| Article |

The Future of Inheritance Tax

 

The Office of Tax Simplification (OTS) released the second part of its investigation into simplifying inheritance tax (IHT) in July 2019.  

 

The unpopularity of IHT appears to be reflected in the consultation which led to an “unprecedented level of engagement” with nearly 3,000 responses to an online survey.

 

To recap, IHT is levied on the assets of someone who has died after deduction of their liabilities, such as a mortgage. The tax can also apply to some lifetime gifts and trusts.

 

Many more people have a fear of their dependents having to pay IHT than the number of those who actually have to do so. Each year about 250,000 estates have to submit IHT forms which result in no payment being required. These requirements, coupled with the complexity of gifting and taxation rules over many years, have added to the confusion around IHT and, its reputation as the most hated tax.

 

Against this background, the OTS was set a task – to come up with a report “Simplifying the design of Inheritance “Tax” and focusing on three key areas;

 

  • Lifetime gifts (including paying any tax due on those gifts)
  • Interaction with capital gains tax (CGT)
  • Businesses and farms

 

Various Lifetime Gifts exemptions have been in place for over 25 years. The OTS want to create a package to replace the annual and marriage/civil partnership gift exemptions and, to reduce the “seven year” rule to just five years. However, the “taper relief” will be scrapped and, the OTS is also looking to abolish the 14-year rule.

 

They have also looked at the interaction between CGT and IHT. They have recommended the removal of the capital gains uplift on death when relief or exemption (e.g. inter-spouse) from IHT applies, leaving the beneficiary treated as having acquired the asset at historic base cost of the deceased.

 

The OTS has additionally considered the implications for businesses and farms. There are specific reliefs that operate to provide relief from IHT on agricultural property or certain business assets by reducing the value of the property transferred by either 50% or 100%. The aim of these being to help prevent the break-up of farms or businesses on the death of the owner.

| Required actions |
**a.** Copy the inheritance tax article word for word, starting at "To recap, IHT" and ending at "most hated tax.".
**b.** According to the inheritance tax article, about how many estates each year submit IHT forms that end up requiring no payment?
**c.** Go on with the inheritance tax article from the point where it stops.
The material that comes after this is separate from the article on inheritance tax.

| Records supplied |
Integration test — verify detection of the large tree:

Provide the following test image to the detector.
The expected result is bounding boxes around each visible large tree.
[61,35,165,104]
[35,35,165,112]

| Responses by task |
**a.**
To recap, IHT is levied on the assets of someone who has died after deduction of their liabilities, such as a mortgage. The tax can also apply to some lifetime gifts and trusts.

 

Many more people have a fear of their dependents having to pay IHT than the number of those who actually have to do so. Each year about 250,000 estates have to submit IHT forms which result in no payment being required. These requirements, coupled with the complexity of gifting and taxation rules over many years, have added to the confusion around IHT and, its reputation as the most hated tax.

**b.** About 250,000 estates.

**c.**
In advance of the report being issued there had been concerns that the OTS might recommend abolishing these reliefs. However, the report uses HMRC data to demonstrate that the extra tax raised by abolishment would not give rise to any meaningful potential reduction in the overall rate of IHT. In summary the lack of any suggested changes here is considered good news.

 

However, the report does mention a number of possible options for reform. These key recommendations are in respect of Business Property Relief (BPR) where there are inconsistencies between tests that are applied for BPR and, the equivalent tests that are applicable to Capital Gains Tax (CGT) reliefs for business assets (either gift holdover relief or entrepreneurs’ relief).

 

There is a welcome recommendation for Life assurance contracts, such as Term Assurance, in that there is a suggestion that the death benefit payments will be free of IHT on the death of the insured life, without the policy having to be written under Trust.

 

The introduction of the residence nil rate band (RNRB) allowance a few years ago has led to confusion and concerns around the complications of the downsizing provisions. However, the OTS considers it too early to determine if the residence nil rate band is operating as envisaged or, requires simplification.

 

In conclusion the OTS has suggested there is no timeline on implementation of any of the recommendations made. Given the current political climate and other proposals around IHT reform/replacement from various quarters, future legislation seems as likely as it is unpredictable.

 

The fact of the matter is HMRC collected more than £5.2bn in inheritance tax during 2018 and this is certain to rise. To put it in context the net capital value of estates, since 2009-10, has increased by £17bn to £79bn in 2015-16, around 54% of this increase is in residential property.

Richmond House offers specialist advice in this area based upon current tax legislation and our specialist team offers “no obligation” review of your future succession planning needs.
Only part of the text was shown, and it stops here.